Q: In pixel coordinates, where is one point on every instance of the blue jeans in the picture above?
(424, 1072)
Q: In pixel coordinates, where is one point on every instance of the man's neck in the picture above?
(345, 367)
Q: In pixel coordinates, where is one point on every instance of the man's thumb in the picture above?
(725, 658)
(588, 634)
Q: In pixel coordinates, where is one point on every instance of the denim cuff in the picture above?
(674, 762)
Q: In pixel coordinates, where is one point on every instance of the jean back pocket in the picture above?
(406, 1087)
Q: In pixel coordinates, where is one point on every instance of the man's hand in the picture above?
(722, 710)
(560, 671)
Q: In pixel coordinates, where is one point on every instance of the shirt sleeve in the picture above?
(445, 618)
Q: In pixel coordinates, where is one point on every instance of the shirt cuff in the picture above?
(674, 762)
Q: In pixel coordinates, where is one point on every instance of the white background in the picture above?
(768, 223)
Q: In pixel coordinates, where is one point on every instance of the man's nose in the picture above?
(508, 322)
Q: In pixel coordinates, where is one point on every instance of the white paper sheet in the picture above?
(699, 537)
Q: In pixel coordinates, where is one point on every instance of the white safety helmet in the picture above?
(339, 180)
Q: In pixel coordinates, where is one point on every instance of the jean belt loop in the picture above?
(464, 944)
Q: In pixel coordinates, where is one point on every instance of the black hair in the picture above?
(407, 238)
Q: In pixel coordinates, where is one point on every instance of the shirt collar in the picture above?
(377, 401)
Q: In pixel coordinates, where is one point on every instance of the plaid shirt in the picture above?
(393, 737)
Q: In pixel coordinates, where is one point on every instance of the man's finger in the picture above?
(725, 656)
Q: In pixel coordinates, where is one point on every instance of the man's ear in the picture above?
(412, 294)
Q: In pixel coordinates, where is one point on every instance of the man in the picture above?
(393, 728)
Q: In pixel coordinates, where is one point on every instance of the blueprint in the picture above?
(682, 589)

============================================================

Return exactly the lines of the listing that run from the one containing "blueprint in the picture above?" through the last, and no others.

● **SOLVED EXERCISE**:
Q: In pixel coordinates, where is one point on every instance of the blueprint in the picture above?
(682, 589)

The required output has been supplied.